**RECORDS SHOWN:**

···

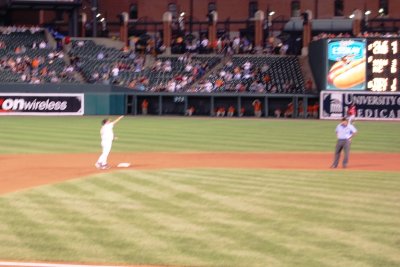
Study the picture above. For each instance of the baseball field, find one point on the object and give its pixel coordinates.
(201, 192)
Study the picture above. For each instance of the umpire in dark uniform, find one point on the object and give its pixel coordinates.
(344, 132)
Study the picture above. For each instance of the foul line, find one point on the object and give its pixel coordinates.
(33, 264)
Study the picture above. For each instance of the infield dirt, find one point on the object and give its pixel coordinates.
(25, 171)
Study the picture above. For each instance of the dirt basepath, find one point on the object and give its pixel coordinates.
(24, 171)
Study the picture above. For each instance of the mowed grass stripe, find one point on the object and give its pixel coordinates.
(205, 224)
(300, 196)
(81, 134)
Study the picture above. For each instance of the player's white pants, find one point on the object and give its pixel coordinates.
(106, 146)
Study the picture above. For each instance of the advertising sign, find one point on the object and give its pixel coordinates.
(346, 64)
(369, 105)
(41, 104)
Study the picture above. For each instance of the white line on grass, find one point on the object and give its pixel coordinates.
(33, 264)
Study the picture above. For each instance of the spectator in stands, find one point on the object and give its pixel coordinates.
(231, 111)
(257, 108)
(278, 112)
(289, 110)
(221, 111)
(190, 111)
(145, 105)
(316, 110)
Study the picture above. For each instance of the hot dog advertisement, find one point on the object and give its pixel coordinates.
(346, 64)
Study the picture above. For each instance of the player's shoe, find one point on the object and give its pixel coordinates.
(104, 167)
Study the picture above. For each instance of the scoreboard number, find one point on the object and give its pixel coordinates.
(382, 64)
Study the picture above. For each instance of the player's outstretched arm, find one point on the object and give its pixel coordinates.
(118, 119)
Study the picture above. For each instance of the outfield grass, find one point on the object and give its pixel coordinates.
(203, 217)
(209, 218)
(81, 134)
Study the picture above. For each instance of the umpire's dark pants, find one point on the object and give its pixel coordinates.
(342, 144)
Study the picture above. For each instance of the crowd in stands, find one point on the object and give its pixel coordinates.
(228, 46)
(256, 75)
(26, 57)
(325, 35)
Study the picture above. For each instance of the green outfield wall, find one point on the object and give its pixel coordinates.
(115, 100)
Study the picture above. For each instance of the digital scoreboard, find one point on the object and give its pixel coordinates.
(370, 64)
(383, 64)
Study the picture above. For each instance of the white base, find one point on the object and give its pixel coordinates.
(123, 165)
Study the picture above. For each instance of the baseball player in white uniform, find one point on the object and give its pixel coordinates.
(107, 138)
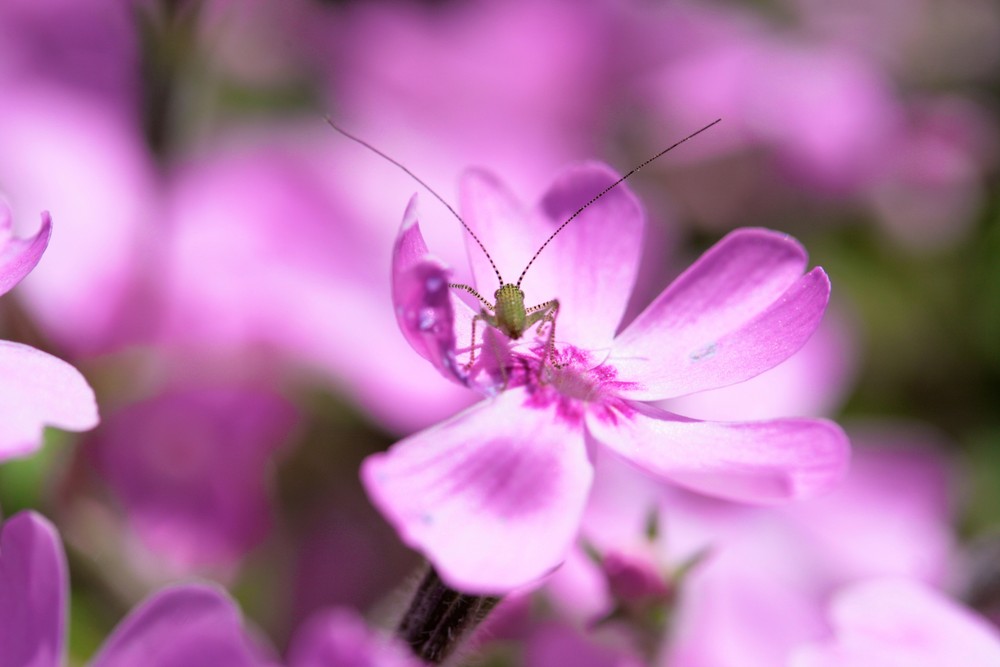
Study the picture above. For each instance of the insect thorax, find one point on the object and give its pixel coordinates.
(509, 311)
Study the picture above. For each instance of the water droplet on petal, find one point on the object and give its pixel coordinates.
(427, 319)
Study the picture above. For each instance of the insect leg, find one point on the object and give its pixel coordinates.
(546, 314)
(482, 315)
(486, 304)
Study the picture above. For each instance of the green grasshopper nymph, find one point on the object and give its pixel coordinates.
(508, 313)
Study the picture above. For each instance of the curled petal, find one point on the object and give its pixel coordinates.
(741, 309)
(183, 626)
(902, 622)
(19, 256)
(423, 302)
(37, 389)
(493, 496)
(758, 462)
(33, 585)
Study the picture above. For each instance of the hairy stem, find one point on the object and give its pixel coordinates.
(440, 618)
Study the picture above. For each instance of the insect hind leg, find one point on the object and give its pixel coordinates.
(545, 314)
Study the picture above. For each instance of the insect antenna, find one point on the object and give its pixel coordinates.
(421, 182)
(606, 191)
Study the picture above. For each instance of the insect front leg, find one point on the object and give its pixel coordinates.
(483, 315)
(546, 314)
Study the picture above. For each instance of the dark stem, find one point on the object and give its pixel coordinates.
(440, 618)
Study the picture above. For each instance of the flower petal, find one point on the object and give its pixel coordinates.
(422, 299)
(901, 622)
(590, 266)
(759, 462)
(741, 309)
(37, 389)
(33, 585)
(341, 637)
(19, 256)
(183, 626)
(190, 467)
(493, 497)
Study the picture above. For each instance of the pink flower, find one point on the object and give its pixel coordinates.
(494, 496)
(765, 573)
(36, 389)
(901, 623)
(197, 626)
(190, 468)
(340, 638)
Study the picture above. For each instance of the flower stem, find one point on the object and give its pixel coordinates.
(440, 618)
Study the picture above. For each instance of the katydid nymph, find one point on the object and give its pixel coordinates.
(508, 313)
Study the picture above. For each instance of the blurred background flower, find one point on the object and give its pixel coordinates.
(219, 272)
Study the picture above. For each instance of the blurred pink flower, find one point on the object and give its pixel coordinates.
(515, 84)
(494, 496)
(190, 467)
(765, 574)
(553, 645)
(87, 165)
(340, 638)
(194, 625)
(36, 389)
(272, 252)
(901, 623)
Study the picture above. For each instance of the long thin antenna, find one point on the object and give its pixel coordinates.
(607, 190)
(421, 182)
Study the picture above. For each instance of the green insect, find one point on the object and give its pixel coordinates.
(507, 313)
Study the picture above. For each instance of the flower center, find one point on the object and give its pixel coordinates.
(574, 388)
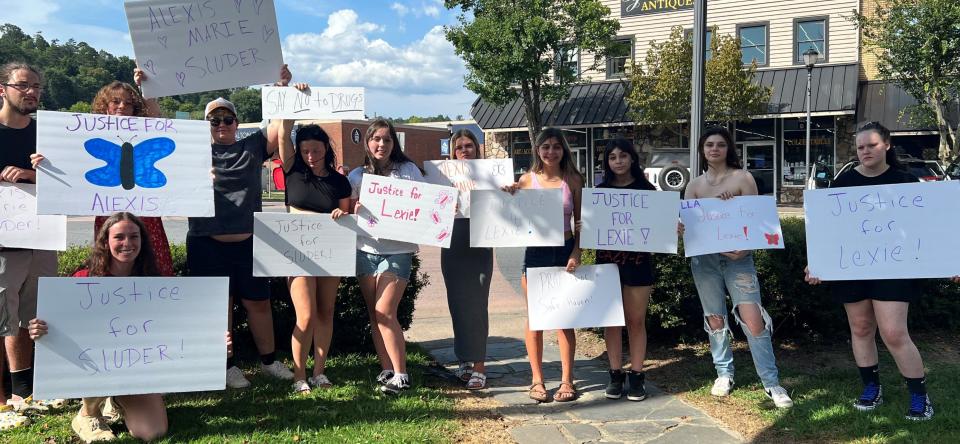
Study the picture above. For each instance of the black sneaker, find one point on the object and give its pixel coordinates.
(615, 386)
(395, 385)
(870, 399)
(920, 407)
(636, 392)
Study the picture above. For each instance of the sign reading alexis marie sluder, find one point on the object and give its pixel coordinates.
(642, 7)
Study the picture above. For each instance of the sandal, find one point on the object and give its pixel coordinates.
(538, 392)
(566, 395)
(478, 381)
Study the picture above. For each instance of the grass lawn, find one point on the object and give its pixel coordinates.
(268, 412)
(823, 382)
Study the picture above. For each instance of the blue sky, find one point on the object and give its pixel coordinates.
(393, 48)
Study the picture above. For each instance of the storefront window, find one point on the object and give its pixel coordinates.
(822, 148)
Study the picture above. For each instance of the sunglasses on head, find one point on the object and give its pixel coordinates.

···

**WHAT THE TASK ASKS:**
Copy each line in full and exactly, omitting any picture.

**OUTPUT OF THE TASK:**
Study the picture above. For each instance of the baseball field, find one point on the object and give its pixel coordinates.
(201, 192)
Study the picture above. For each instance of the umpire in dark uniform, find one point on the object and give its pixel coordinates.
(344, 132)
Study the picture above. For each instance of the foul line, find one point on the object and give its pixel coordinates.
(33, 264)
Study the picture above. For each instance of the infield dirt, find one point on the object and give its pixel coordinates.
(25, 171)
Study the picture above. For each instance of the dirt basepath, find one point on the object and give its pixel coordinates.
(24, 171)
Study the picture above. For each instance of the mowed grass stripe, find one point on the object and give its pixel coordinates.
(205, 224)
(300, 196)
(81, 134)
Study the picture above. For each instance of the player's white pants, find one point on the object and give its pixel coordinates.
(106, 146)
Study the picture above. For each instance of the advertising sign, find one point on the object and give its pixel coordinates.
(346, 64)
(369, 105)
(41, 104)
Study the picture above. For each instance of the white line on grass, find one point on the object and give its pixel coordinates.
(33, 264)
Study the picture above. For each instance of the spectator in stands, find one point on the object and give its pixel coordinates.
(231, 111)
(257, 108)
(278, 112)
(289, 110)
(221, 111)
(190, 111)
(145, 105)
(316, 110)
Study the picture above. For each instance of the hot dog advertisement, find one point on the object and give its pixel coordinates.
(346, 64)
Study the picture above. For each instance of the player's shoe, find one point on the object and give its pixel coordinates.
(104, 167)
Study the picture above. For each instance of the scoreboard number, find one point on the object and give its pixel coordinates.
(382, 64)
Study the picture above. For each instance of the player's outstretched arm, find one point on the object and give its pixel coordinates.
(118, 119)
Study the picture above. For each instance of the outfield grass, find one point on the object and give its pixel coordinates.
(203, 217)
(209, 218)
(81, 134)
Study the picture above. For each instance of the umpire's dark pants, find one point on the object and give its pixel coordinates.
(342, 144)
Study the picture above. For each instance of the crowd in stands, find one point on the object and give its pixel coordinates.
(228, 46)
(256, 75)
(26, 57)
(325, 35)
Study the picture above. For each instance of the green outfield wall, find one point on the object and give its pixel coordinates.
(115, 100)
Study the picture above. For each instance of the digital scoreboard, find one point on the object and give its pixel coordinates.
(370, 64)
(383, 64)
Study the picture above. For each instance of the white base, find one point on the object and give its pixel coordinates.
(123, 165)
Study the picture above. For each instance of the baseball player in white uniform, find one point on the object and give its pixel coordinates.
(107, 138)
Study the picture above. For each instance of the insect thorax, find one point on the object and give its pixel coordinates.
(509, 311)
Study the picture above. For each instance of the water droplet on petal, find one point on the object and give its pixel coordinates.
(427, 319)
Study the picture above. For each instance of the insect leg, find one point on the object and give its pixel coordinates.
(546, 314)
(482, 315)
(486, 304)
Study the picture above. For each instance of the green grasshopper nymph, find one point on the object and give its pixel coordinates.
(508, 313)
Study the picture above. For each instance of the curled petal, find one point on the object and give its pixel coordinates.
(741, 309)
(183, 626)
(902, 622)
(19, 256)
(423, 302)
(37, 389)
(493, 496)
(758, 462)
(33, 585)
Study the picture above. For each instance of the hairy stem, find one point on the object and give its pixel coordinates.
(440, 618)
Study the picture above. For each instance of the insect hind leg, find one point on the object and give its pixel coordinates.
(545, 314)
Study the picture above. For each instance of the insect antenna, find one point on the object and give its pixel coordinates.
(421, 182)
(606, 191)
Study the picture above. For each instance of the insect front leg, find one point on the object and give its pixel coordinates.
(483, 315)
(546, 314)
Study the picture above. For each instance of the dark stem, find one point on the object and give its pixel coordinates.
(440, 618)
Study the picture above. For each instance of the flower petal, find one point on the object and give its pixel coordinates.
(422, 299)
(901, 622)
(590, 266)
(759, 462)
(741, 309)
(37, 389)
(33, 585)
(341, 637)
(19, 256)
(183, 626)
(190, 467)
(493, 497)
Study the picture above. For each instance of the pink flower, find one point on the object and give its pixel coordinates.
(494, 496)
(765, 573)
(36, 389)
(901, 623)
(197, 626)
(190, 468)
(340, 638)
Study the picture above. For each instance of the flower stem, find one point on the object and give its pixel coordinates.
(440, 618)
Study the picture above. For each instance of the katydid nymph, find one point on the object and give its pixel coordinates.
(508, 313)
Study the picture above. For each instance of the blurred background flower, find one point on the object and give its pixel coordinates.
(219, 272)
Study the picture above. For each instance of the blurred pink flower, find one point on the object and give its pixel coordinates.
(515, 84)
(494, 496)
(190, 467)
(765, 574)
(553, 645)
(87, 165)
(340, 638)
(194, 625)
(36, 389)
(272, 252)
(901, 623)
Study the picture above. For each instance of the long thin antenna, find one point on the object and give its pixel coordinates.
(607, 190)
(421, 182)
Study the picture above. For each instance of the green insect, find one point on the object and give its pixel coordinates.
(507, 313)
Study the picture above. For each instance of the flower center, find one point on the object and give its pixel coordinates.
(574, 388)
Study the picture above. For each instance of the black sneaker, find one point on the object and give its pixel coordinates.
(615, 386)
(395, 385)
(870, 399)
(920, 407)
(636, 392)
Study the picture above. For each instance of the sign reading alexis marie sluder, find one point on the object and give its pixel coordinates.
(642, 7)
Study the picture above. For each instance of the sandal, find one point on the object and give its pixel coordinates.
(538, 392)
(566, 395)
(478, 381)
Study the picture above. For each instance of the grass lawn, find one point on the object and give its pixel coordinates.
(268, 412)
(823, 382)
Study the picture above. For each instance of the blue sky, find one point on the object and give its pixel coordinates.
(393, 48)
Study the picture above. For each instance of the storefront window, find one point on the object and give its pixel coordinates.
(822, 148)
Study the picture above. For each instance of the sunglasses on head, find one point on the object and give its pixel coordinates.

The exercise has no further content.